--- START ---

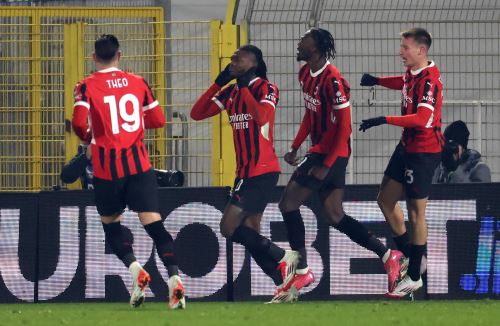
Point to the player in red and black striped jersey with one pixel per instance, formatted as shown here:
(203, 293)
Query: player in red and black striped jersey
(327, 119)
(411, 167)
(250, 104)
(112, 108)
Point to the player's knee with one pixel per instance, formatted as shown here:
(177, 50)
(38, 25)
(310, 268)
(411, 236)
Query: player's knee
(286, 206)
(334, 216)
(253, 224)
(225, 230)
(385, 204)
(416, 218)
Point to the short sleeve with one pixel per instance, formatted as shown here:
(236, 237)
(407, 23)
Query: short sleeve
(149, 101)
(430, 91)
(339, 92)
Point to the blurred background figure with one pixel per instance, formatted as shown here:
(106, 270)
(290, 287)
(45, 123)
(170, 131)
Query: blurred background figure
(460, 164)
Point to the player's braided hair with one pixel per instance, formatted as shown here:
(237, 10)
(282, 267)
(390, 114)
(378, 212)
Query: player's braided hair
(261, 70)
(324, 41)
(106, 47)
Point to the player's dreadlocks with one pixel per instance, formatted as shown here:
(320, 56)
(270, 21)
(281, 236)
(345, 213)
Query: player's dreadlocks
(261, 70)
(324, 41)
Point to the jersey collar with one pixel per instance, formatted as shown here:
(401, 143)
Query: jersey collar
(253, 81)
(416, 72)
(111, 69)
(317, 73)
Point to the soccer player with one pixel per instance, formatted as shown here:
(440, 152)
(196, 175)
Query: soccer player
(327, 120)
(250, 104)
(417, 155)
(112, 108)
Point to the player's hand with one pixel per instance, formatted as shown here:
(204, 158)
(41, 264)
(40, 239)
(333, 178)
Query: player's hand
(245, 79)
(291, 157)
(88, 152)
(224, 77)
(368, 80)
(372, 122)
(319, 172)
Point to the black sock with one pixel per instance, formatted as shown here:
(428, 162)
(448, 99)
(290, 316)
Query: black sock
(417, 251)
(117, 241)
(296, 235)
(256, 243)
(359, 234)
(403, 243)
(164, 246)
(268, 266)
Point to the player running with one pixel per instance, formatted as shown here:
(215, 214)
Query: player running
(251, 104)
(417, 155)
(327, 120)
(112, 108)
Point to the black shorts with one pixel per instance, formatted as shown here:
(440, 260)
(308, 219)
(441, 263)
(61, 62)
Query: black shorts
(139, 192)
(413, 170)
(253, 194)
(334, 180)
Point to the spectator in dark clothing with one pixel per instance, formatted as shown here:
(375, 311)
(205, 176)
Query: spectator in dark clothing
(460, 164)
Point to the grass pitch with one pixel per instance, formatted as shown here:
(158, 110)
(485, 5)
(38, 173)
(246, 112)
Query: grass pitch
(421, 313)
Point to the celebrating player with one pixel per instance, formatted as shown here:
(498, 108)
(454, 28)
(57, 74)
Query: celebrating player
(327, 120)
(121, 105)
(417, 155)
(250, 104)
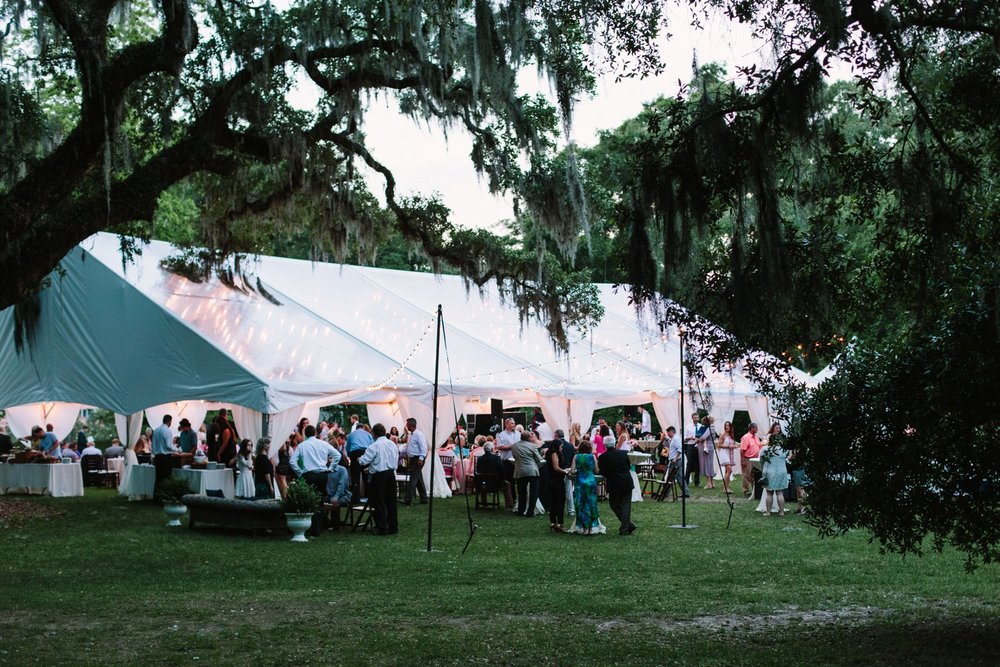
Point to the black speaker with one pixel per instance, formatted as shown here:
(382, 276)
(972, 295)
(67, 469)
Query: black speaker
(518, 416)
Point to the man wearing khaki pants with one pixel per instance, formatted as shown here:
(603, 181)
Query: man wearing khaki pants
(749, 448)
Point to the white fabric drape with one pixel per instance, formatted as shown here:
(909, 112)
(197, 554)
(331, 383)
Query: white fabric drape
(757, 407)
(421, 411)
(129, 427)
(410, 407)
(441, 488)
(62, 416)
(282, 424)
(667, 410)
(581, 411)
(723, 409)
(386, 414)
(556, 411)
(249, 424)
(193, 411)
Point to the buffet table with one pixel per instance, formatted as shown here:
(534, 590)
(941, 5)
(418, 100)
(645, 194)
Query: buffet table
(59, 480)
(203, 480)
(138, 482)
(637, 458)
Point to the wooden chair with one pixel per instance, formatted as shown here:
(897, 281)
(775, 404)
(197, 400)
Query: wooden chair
(92, 466)
(448, 463)
(402, 483)
(359, 515)
(488, 491)
(667, 484)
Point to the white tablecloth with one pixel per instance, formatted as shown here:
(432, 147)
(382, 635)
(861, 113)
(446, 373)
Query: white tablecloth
(636, 488)
(140, 482)
(203, 480)
(59, 480)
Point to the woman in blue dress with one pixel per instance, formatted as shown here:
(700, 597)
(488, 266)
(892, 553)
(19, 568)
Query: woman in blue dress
(774, 471)
(585, 490)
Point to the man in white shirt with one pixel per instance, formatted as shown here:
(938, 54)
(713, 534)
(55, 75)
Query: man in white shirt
(163, 449)
(312, 462)
(597, 430)
(416, 452)
(675, 452)
(646, 425)
(91, 449)
(505, 441)
(381, 457)
(115, 450)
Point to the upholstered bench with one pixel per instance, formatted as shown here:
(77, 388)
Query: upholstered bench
(250, 515)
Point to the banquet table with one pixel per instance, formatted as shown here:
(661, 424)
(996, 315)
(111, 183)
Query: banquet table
(203, 480)
(59, 480)
(636, 458)
(140, 483)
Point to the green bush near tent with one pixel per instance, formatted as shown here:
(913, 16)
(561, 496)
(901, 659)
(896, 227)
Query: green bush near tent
(106, 583)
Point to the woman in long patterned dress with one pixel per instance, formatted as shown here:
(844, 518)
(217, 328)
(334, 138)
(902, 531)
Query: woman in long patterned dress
(774, 472)
(706, 451)
(245, 487)
(727, 453)
(585, 491)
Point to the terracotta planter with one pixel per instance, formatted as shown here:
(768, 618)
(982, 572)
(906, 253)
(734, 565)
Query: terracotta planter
(299, 523)
(174, 512)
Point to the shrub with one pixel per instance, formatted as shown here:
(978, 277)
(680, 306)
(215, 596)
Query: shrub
(301, 498)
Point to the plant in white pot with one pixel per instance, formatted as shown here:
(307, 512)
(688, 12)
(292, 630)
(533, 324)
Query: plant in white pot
(170, 491)
(300, 503)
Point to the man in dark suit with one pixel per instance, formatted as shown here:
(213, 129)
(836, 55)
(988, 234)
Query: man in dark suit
(614, 465)
(566, 454)
(490, 472)
(6, 444)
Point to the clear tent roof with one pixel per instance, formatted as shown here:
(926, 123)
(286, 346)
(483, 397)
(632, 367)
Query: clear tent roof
(356, 334)
(299, 355)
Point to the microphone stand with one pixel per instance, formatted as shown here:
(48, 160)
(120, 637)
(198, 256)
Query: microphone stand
(729, 487)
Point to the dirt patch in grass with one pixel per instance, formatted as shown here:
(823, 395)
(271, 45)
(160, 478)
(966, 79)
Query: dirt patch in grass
(14, 512)
(846, 616)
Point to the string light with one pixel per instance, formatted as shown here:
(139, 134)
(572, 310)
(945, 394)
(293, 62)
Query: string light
(407, 360)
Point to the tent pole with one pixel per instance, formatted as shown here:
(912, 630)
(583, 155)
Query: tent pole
(684, 487)
(437, 358)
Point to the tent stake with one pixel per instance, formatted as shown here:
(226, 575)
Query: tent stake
(437, 358)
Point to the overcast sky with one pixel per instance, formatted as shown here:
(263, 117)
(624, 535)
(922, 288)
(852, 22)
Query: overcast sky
(425, 161)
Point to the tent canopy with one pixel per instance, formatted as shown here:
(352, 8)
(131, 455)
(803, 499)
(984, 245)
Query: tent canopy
(134, 336)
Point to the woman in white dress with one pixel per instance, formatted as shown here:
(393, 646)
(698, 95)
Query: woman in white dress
(124, 484)
(726, 446)
(245, 488)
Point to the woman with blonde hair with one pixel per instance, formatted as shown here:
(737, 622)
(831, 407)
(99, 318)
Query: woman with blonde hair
(726, 445)
(127, 485)
(706, 450)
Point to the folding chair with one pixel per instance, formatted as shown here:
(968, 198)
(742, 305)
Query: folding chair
(92, 465)
(668, 484)
(360, 515)
(488, 491)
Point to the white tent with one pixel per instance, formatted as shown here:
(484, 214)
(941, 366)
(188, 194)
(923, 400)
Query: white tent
(136, 337)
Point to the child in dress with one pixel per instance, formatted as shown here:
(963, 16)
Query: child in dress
(245, 487)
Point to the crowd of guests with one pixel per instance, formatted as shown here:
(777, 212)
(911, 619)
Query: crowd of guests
(558, 476)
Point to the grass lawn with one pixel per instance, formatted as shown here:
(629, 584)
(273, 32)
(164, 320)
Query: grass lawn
(107, 582)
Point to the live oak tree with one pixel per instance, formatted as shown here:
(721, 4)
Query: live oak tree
(107, 104)
(795, 213)
(799, 212)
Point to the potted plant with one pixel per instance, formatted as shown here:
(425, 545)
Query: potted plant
(170, 491)
(300, 503)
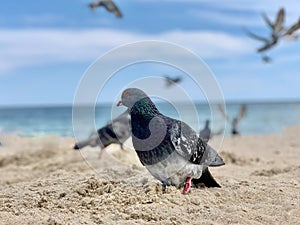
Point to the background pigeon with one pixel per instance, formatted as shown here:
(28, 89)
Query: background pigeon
(170, 150)
(116, 131)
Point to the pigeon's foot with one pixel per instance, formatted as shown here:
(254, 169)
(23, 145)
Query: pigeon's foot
(187, 186)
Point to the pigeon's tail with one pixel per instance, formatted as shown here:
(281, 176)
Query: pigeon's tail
(218, 161)
(81, 144)
(207, 179)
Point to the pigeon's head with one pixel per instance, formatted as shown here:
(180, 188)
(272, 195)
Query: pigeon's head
(130, 96)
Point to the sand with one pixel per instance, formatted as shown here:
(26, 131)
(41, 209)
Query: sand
(44, 181)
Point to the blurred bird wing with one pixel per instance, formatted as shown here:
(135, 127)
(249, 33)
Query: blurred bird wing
(267, 20)
(278, 26)
(265, 47)
(293, 28)
(254, 36)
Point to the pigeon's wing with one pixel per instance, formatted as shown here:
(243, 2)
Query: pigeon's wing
(278, 26)
(221, 109)
(254, 36)
(92, 141)
(121, 126)
(267, 20)
(242, 112)
(293, 28)
(187, 144)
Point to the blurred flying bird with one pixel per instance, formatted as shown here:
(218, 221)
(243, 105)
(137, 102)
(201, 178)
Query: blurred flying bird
(292, 29)
(266, 59)
(277, 26)
(278, 32)
(172, 80)
(116, 131)
(108, 4)
(236, 120)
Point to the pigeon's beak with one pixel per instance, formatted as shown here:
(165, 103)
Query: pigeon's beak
(120, 103)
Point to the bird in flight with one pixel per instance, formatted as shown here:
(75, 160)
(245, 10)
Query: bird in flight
(170, 81)
(278, 31)
(109, 5)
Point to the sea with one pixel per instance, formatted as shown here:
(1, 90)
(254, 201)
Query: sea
(260, 118)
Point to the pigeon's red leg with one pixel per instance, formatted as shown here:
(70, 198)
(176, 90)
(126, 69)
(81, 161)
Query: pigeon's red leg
(164, 188)
(187, 185)
(100, 153)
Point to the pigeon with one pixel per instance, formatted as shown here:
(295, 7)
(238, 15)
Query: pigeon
(169, 149)
(292, 29)
(171, 81)
(266, 59)
(277, 26)
(236, 120)
(278, 32)
(108, 4)
(116, 131)
(205, 133)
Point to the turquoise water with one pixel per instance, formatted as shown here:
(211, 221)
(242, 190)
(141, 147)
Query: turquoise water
(261, 118)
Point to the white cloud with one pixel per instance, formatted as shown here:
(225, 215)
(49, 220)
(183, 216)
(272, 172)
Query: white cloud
(30, 47)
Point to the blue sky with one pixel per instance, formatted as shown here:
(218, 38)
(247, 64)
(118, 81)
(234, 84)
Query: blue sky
(46, 46)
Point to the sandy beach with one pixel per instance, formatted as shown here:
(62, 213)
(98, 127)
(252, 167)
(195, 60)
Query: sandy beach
(44, 181)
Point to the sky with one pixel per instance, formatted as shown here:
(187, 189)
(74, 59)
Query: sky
(46, 47)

--- END ---

### WHAT TO PRODUCE
Set each line down exactly, starting with the one that contains "Query: blue sky" and ending with the last line of the listing; add nothing else.

### TASK OUTPUT
Query: blue sky
(46, 46)
Point to the sandy beach with one pixel per instance, formatted as shown here:
(62, 213)
(98, 127)
(252, 167)
(195, 60)
Query: sandy beach
(44, 181)
Point to the sky with one pixel per instance, formatted as shown here:
(187, 189)
(74, 59)
Query: sky
(46, 47)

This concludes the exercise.